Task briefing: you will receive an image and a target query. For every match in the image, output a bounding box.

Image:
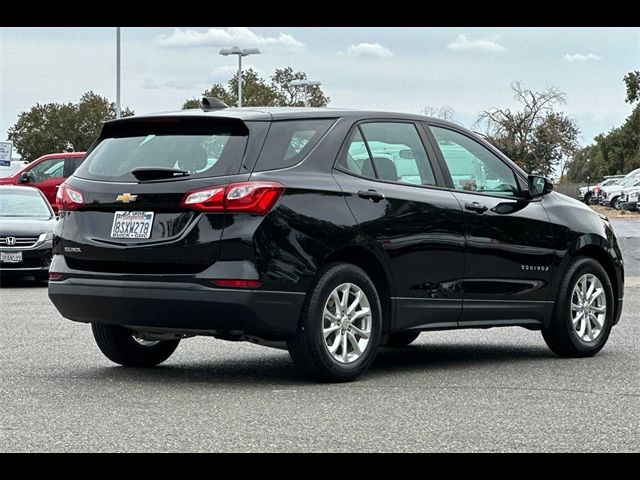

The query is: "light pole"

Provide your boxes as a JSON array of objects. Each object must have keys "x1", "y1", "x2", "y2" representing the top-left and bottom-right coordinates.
[
  {"x1": 290, "y1": 80, "x2": 322, "y2": 107},
  {"x1": 219, "y1": 46, "x2": 261, "y2": 107},
  {"x1": 116, "y1": 27, "x2": 121, "y2": 119}
]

## PROBLEM REQUIREMENTS
The records above should be reproduced exactly, with the pictures omitted.

## TASK OUTPUT
Task briefing: you will receive an image and a target query. For every match in the image, output a bounding box.

Image:

The query is: "light pole"

Provide your boxes as a JSON array of objects. Each object must have keys "x1", "y1", "x2", "y2" representing the top-left and bottom-right coordinates.
[
  {"x1": 290, "y1": 80, "x2": 322, "y2": 107},
  {"x1": 219, "y1": 46, "x2": 261, "y2": 107},
  {"x1": 116, "y1": 27, "x2": 121, "y2": 119}
]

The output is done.